• EXERCISE REQUIREMENTS: Every entry should be repeated exactly. Omit the pictures.

Saved data entries:
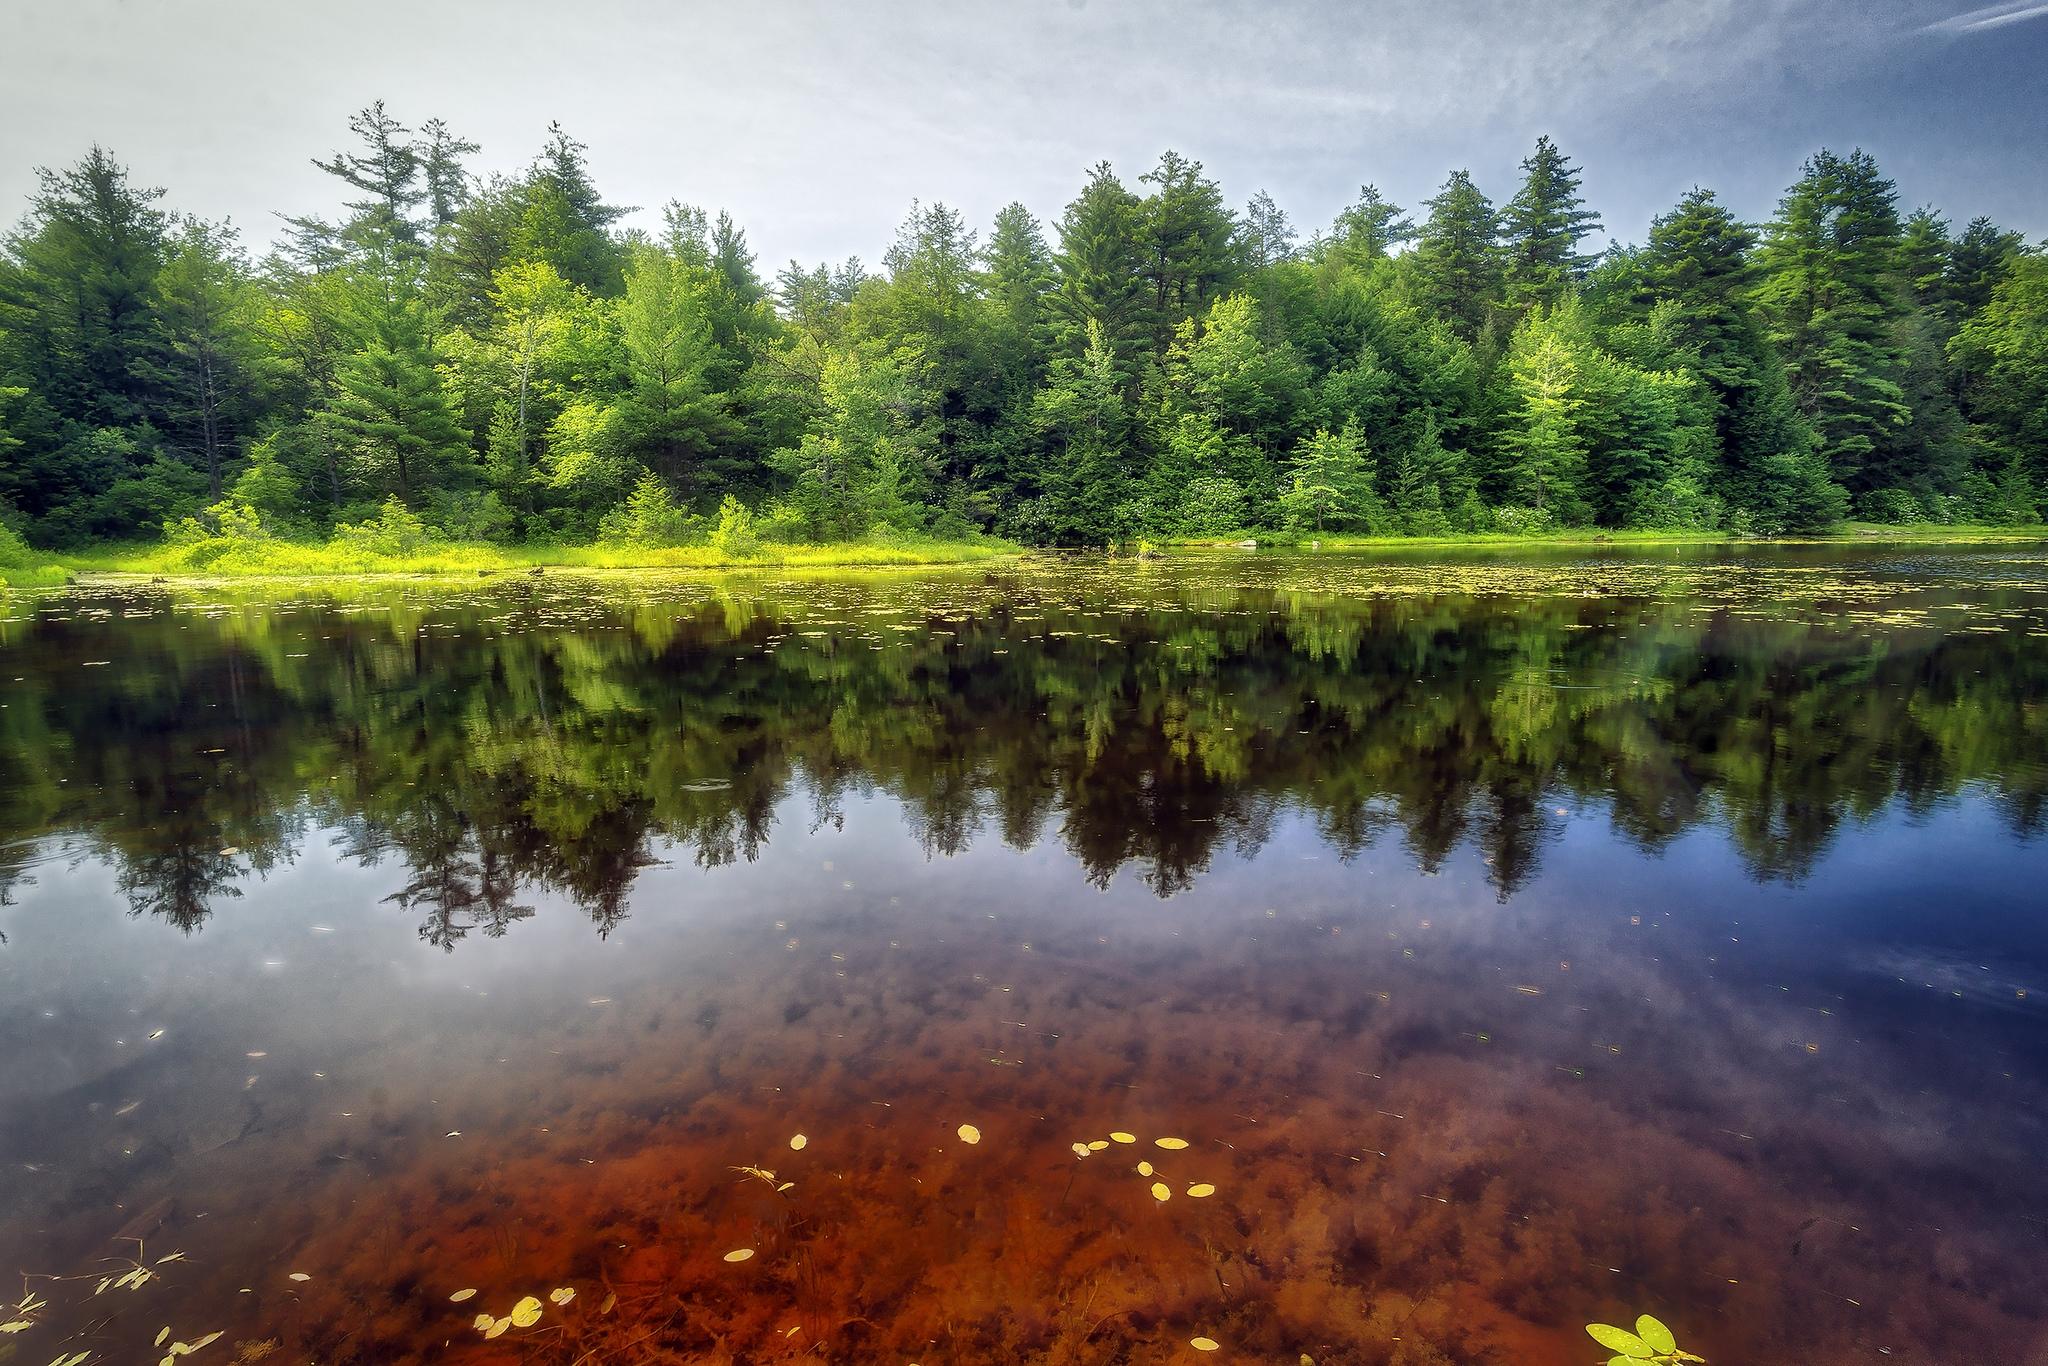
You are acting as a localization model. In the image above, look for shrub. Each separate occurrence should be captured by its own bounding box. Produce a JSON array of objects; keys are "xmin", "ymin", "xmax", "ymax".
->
[
  {"xmin": 159, "ymin": 499, "xmax": 271, "ymax": 567},
  {"xmin": 599, "ymin": 473, "xmax": 695, "ymax": 547},
  {"xmin": 709, "ymin": 495, "xmax": 760, "ymax": 559},
  {"xmin": 1174, "ymin": 477, "xmax": 1250, "ymax": 536},
  {"xmin": 0, "ymin": 517, "xmax": 33, "ymax": 570},
  {"xmin": 1859, "ymin": 487, "xmax": 1926, "ymax": 524},
  {"xmin": 334, "ymin": 497, "xmax": 434, "ymax": 557},
  {"xmin": 1491, "ymin": 504, "xmax": 1557, "ymax": 536}
]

• YOUR RESPONSE:
You are acting as a localization model. In the image above, look for shrub. Each separate occurrence should be captured by its own bounding box. Produce a JSON array of objects; keys are "xmin", "ymin", "xmax", "ymax".
->
[
  {"xmin": 159, "ymin": 499, "xmax": 271, "ymax": 567},
  {"xmin": 599, "ymin": 473, "xmax": 695, "ymax": 547},
  {"xmin": 709, "ymin": 495, "xmax": 760, "ymax": 559},
  {"xmin": 1174, "ymin": 477, "xmax": 1250, "ymax": 536},
  {"xmin": 0, "ymin": 517, "xmax": 33, "ymax": 570},
  {"xmin": 1859, "ymin": 487, "xmax": 1926, "ymax": 524},
  {"xmin": 334, "ymin": 497, "xmax": 434, "ymax": 557},
  {"xmin": 1491, "ymin": 504, "xmax": 1557, "ymax": 536}
]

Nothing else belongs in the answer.